--- START ---

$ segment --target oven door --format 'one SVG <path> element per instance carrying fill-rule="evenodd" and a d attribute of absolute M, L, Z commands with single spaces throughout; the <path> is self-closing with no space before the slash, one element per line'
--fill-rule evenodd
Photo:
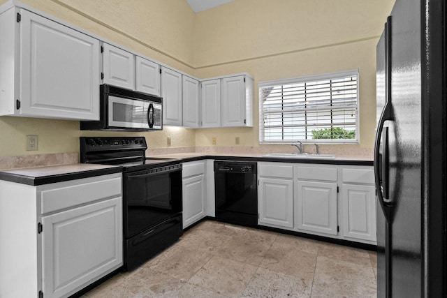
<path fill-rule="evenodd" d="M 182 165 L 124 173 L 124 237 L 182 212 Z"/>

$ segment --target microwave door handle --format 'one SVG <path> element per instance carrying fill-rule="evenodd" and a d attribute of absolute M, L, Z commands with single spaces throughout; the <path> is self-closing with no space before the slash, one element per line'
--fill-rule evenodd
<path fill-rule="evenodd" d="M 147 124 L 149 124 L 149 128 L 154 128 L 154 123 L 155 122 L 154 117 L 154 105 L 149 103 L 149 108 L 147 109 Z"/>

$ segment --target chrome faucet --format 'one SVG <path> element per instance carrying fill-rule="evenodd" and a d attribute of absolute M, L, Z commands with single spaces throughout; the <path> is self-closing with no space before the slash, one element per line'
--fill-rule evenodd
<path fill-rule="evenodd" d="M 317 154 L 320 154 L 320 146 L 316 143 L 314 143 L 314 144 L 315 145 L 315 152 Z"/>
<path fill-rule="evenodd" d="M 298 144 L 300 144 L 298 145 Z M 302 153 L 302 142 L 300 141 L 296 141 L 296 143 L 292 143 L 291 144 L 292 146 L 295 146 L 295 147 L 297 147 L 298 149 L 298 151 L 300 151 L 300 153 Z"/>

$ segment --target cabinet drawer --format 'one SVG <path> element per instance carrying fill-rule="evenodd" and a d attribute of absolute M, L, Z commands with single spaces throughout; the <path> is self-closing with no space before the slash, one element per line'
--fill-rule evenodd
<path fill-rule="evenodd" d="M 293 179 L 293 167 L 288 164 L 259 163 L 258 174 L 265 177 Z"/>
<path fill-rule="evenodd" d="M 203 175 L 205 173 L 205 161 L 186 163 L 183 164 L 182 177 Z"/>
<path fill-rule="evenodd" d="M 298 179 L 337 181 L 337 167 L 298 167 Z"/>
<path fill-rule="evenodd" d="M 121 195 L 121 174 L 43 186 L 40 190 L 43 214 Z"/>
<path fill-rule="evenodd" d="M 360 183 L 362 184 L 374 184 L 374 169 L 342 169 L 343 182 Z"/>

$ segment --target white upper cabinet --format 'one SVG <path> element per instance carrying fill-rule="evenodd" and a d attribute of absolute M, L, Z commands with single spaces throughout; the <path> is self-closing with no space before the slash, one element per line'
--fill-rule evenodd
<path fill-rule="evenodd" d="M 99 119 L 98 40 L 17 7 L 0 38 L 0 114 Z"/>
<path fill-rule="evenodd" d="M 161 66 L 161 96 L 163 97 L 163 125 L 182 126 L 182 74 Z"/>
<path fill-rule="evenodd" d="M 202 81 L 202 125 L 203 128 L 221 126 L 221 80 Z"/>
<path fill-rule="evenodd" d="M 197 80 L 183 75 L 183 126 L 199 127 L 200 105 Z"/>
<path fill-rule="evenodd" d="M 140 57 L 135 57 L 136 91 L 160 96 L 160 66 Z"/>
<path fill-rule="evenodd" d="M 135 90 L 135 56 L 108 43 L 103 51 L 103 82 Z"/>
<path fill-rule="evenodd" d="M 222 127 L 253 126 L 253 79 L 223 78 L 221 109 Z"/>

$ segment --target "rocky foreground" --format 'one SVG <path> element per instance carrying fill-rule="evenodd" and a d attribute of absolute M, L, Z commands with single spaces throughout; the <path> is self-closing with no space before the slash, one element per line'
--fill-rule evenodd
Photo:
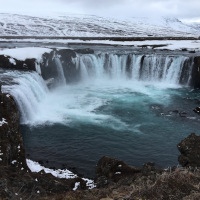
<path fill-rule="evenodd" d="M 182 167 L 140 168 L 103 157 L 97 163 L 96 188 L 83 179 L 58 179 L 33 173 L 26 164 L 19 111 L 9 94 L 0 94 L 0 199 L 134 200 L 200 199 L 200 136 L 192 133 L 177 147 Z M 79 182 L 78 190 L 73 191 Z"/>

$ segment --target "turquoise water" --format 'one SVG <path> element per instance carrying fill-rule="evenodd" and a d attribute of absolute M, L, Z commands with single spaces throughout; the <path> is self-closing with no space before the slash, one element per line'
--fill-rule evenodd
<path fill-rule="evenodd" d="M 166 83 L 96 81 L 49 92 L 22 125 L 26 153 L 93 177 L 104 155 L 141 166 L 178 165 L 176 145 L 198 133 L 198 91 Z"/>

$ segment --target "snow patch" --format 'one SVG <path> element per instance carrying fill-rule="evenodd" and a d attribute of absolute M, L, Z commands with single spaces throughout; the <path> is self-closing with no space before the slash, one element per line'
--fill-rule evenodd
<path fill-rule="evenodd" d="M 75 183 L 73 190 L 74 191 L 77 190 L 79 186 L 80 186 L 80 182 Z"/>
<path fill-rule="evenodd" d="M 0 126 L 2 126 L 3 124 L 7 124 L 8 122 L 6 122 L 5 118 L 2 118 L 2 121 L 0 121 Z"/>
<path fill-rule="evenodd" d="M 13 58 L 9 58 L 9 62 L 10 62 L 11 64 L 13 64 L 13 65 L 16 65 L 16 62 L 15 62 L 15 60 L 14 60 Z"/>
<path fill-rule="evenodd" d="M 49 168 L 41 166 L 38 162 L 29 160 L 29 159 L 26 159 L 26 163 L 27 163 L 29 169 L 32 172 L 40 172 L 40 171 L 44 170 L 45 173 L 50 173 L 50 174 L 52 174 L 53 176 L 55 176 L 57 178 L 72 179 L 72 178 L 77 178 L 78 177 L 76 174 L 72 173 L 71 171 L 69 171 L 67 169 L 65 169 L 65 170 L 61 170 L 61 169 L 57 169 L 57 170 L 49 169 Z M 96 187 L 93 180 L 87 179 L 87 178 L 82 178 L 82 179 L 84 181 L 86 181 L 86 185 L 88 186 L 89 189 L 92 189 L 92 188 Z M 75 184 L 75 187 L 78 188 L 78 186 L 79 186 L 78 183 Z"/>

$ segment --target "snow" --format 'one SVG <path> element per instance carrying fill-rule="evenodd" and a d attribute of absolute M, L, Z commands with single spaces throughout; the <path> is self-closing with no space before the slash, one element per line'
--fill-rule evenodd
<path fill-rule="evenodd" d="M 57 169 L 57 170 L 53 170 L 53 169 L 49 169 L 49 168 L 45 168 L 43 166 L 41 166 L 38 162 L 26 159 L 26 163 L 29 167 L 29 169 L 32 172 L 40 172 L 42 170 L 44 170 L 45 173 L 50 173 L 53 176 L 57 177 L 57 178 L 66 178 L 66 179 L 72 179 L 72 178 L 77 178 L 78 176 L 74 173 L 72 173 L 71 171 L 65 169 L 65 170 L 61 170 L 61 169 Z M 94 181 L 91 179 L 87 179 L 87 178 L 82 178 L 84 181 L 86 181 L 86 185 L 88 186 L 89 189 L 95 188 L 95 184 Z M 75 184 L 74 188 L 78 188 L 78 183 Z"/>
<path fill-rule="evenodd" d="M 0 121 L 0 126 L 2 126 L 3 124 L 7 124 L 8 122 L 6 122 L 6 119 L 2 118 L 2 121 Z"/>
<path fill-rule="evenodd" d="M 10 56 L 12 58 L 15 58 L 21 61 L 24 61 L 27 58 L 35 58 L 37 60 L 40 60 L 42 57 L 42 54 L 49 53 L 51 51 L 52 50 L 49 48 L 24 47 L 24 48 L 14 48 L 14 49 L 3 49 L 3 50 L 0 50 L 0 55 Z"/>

--- END ---

> _OBJECTIVE_
Update the material by replacing every "--target" with "--label" and changing nothing else. Leave the pictures out of your answer.

> _RESULT BELOW_
$ segment --label oven door --format 'one SVG <path> element per instance carrying fill-rule="evenodd" and a d attribute of absolute M, L, Z commands with single spaces throughout; the <path> is self-closing with no space before the slash, one element per line'
--fill-rule evenodd
Photo:
<path fill-rule="evenodd" d="M 182 165 L 124 173 L 124 237 L 182 212 Z"/>

$ segment --label microwave door handle --format 'one SVG <path> element per instance carrying fill-rule="evenodd" and a d attribute of absolute M, L, Z commands with single spaces throughout; the <path> is self-closing with no space before the slash, one element per line'
--fill-rule evenodd
<path fill-rule="evenodd" d="M 147 124 L 149 124 L 149 128 L 154 128 L 154 123 L 155 122 L 154 117 L 154 105 L 149 103 L 149 108 L 147 109 Z"/>

$ segment --label chrome faucet --format 'one SVG <path> element per instance carrying fill-rule="evenodd" and a d attribute of absolute M, L, Z commands with single spaces throughout; the <path> is self-closing with no space before the slash, one element per line'
--fill-rule evenodd
<path fill-rule="evenodd" d="M 317 154 L 320 154 L 320 146 L 316 143 L 314 143 L 314 144 L 315 145 L 315 152 Z"/>
<path fill-rule="evenodd" d="M 298 144 L 300 144 L 298 145 Z M 302 153 L 302 142 L 300 141 L 296 141 L 296 143 L 292 143 L 291 144 L 292 146 L 295 146 L 295 147 L 297 147 L 298 149 L 298 151 L 300 151 L 300 153 Z"/>

$ segment --label cabinet drawer --format 'one SVG <path> element per instance carrying fill-rule="evenodd" and a d attribute of absolute M, L, Z commands with single spaces throughout; the <path> is self-closing with no space before the slash, one element per line'
--fill-rule evenodd
<path fill-rule="evenodd" d="M 293 179 L 293 167 L 288 164 L 259 163 L 258 174 L 265 177 Z"/>
<path fill-rule="evenodd" d="M 203 175 L 205 173 L 205 161 L 186 163 L 183 164 L 182 177 Z"/>
<path fill-rule="evenodd" d="M 298 179 L 337 181 L 337 167 L 298 167 Z"/>
<path fill-rule="evenodd" d="M 121 195 L 121 174 L 43 186 L 40 190 L 43 214 Z"/>
<path fill-rule="evenodd" d="M 360 183 L 362 184 L 374 184 L 374 169 L 342 169 L 343 182 Z"/>

$ segment --label white upper cabinet --format 'one SVG <path> element per instance carrying fill-rule="evenodd" and a d attribute of absolute M, L, Z commands with single spaces throughout; the <path> is self-closing with no space before the slash, one element per line'
--fill-rule evenodd
<path fill-rule="evenodd" d="M 99 119 L 98 40 L 17 7 L 0 38 L 0 114 Z"/>
<path fill-rule="evenodd" d="M 161 66 L 161 96 L 163 97 L 163 125 L 182 126 L 182 74 Z"/>
<path fill-rule="evenodd" d="M 202 81 L 202 125 L 203 128 L 221 126 L 221 80 Z"/>
<path fill-rule="evenodd" d="M 197 80 L 183 75 L 183 126 L 199 127 L 200 105 Z"/>
<path fill-rule="evenodd" d="M 140 57 L 135 57 L 136 91 L 160 96 L 160 66 Z"/>
<path fill-rule="evenodd" d="M 135 90 L 135 56 L 108 43 L 103 51 L 103 82 Z"/>
<path fill-rule="evenodd" d="M 222 127 L 253 126 L 253 79 L 223 78 L 221 109 Z"/>

$ segment --label "rocky foreground" --format 'one SVG <path> element per instance carrying fill-rule="evenodd" and a d attribute of absolute M, L, Z commands with single spaces throughout; the <path> is self-closing with no space before the slash, one element per line'
--fill-rule evenodd
Photo:
<path fill-rule="evenodd" d="M 182 167 L 140 168 L 103 157 L 97 163 L 96 188 L 83 179 L 58 179 L 33 173 L 26 164 L 19 111 L 9 94 L 0 94 L 0 199 L 134 200 L 200 199 L 200 136 L 192 133 L 177 147 Z M 79 182 L 78 190 L 73 191 Z"/>

$ segment --label "turquoise water" --format 'one SVG <path> element per instance carrying fill-rule="evenodd" and a d attribute of absolute M, L, Z commands with single spaces throughout; the <path> is self-closing with no space before the slash, one element per line'
--fill-rule evenodd
<path fill-rule="evenodd" d="M 166 83 L 96 81 L 49 92 L 22 125 L 26 153 L 93 177 L 104 155 L 141 166 L 178 165 L 176 145 L 198 133 L 198 91 Z"/>

$ segment --label "snow patch" --format 'one SVG <path> element per instance carrying fill-rule="evenodd" and a d attribute of absolute M, L, Z commands with single spaces throughout; the <path> is self-closing with no space before the slash, one element per line'
--fill-rule evenodd
<path fill-rule="evenodd" d="M 75 183 L 73 190 L 74 191 L 77 190 L 79 186 L 80 186 L 80 182 Z"/>
<path fill-rule="evenodd" d="M 0 126 L 2 126 L 3 124 L 7 124 L 8 122 L 6 122 L 5 118 L 2 118 L 2 121 L 0 121 Z"/>
<path fill-rule="evenodd" d="M 13 58 L 9 58 L 9 62 L 10 62 L 11 64 L 13 64 L 13 65 L 16 65 L 16 62 L 15 62 L 15 60 L 14 60 Z"/>
<path fill-rule="evenodd" d="M 49 168 L 41 166 L 38 162 L 29 160 L 29 159 L 26 159 L 26 163 L 27 163 L 29 169 L 32 172 L 40 172 L 40 171 L 44 170 L 45 173 L 50 173 L 50 174 L 52 174 L 53 176 L 55 176 L 57 178 L 72 179 L 72 178 L 77 178 L 78 177 L 76 174 L 72 173 L 71 171 L 69 171 L 67 169 L 65 169 L 65 170 L 61 170 L 61 169 L 57 169 L 57 170 L 49 169 Z M 96 187 L 93 180 L 87 179 L 87 178 L 82 178 L 82 179 L 84 181 L 86 181 L 86 185 L 88 186 L 89 189 L 92 189 L 92 188 Z M 75 184 L 75 187 L 78 188 L 78 186 L 79 186 L 78 183 Z"/>

$ segment --label "snow" --format 'one SVG <path> element per instance carrying fill-rule="evenodd" and a d attribute of absolute M, L, Z commands with single spaces throughout; the <path> is self-closing with no space before the slash, one element per line'
--fill-rule evenodd
<path fill-rule="evenodd" d="M 57 169 L 57 170 L 53 170 L 53 169 L 49 169 L 49 168 L 45 168 L 43 166 L 41 166 L 38 162 L 26 159 L 26 163 L 29 167 L 29 169 L 32 172 L 40 172 L 42 170 L 44 170 L 45 173 L 50 173 L 53 176 L 57 177 L 57 178 L 66 178 L 66 179 L 72 179 L 72 178 L 77 178 L 78 176 L 74 173 L 72 173 L 71 171 L 65 169 L 65 170 L 61 170 L 61 169 Z M 94 181 L 91 179 L 87 179 L 87 178 L 82 178 L 84 181 L 86 181 L 86 185 L 88 186 L 89 189 L 95 188 L 95 184 Z M 75 184 L 74 188 L 78 188 L 78 183 Z"/>
<path fill-rule="evenodd" d="M 0 121 L 0 126 L 2 126 L 3 124 L 7 124 L 8 122 L 6 122 L 6 119 L 2 118 L 2 121 Z"/>
<path fill-rule="evenodd" d="M 10 56 L 12 58 L 15 58 L 21 61 L 24 61 L 27 58 L 35 58 L 37 60 L 40 60 L 42 57 L 42 54 L 49 53 L 51 51 L 52 50 L 49 48 L 24 47 L 24 48 L 14 48 L 14 49 L 3 49 L 3 50 L 0 50 L 0 55 Z"/>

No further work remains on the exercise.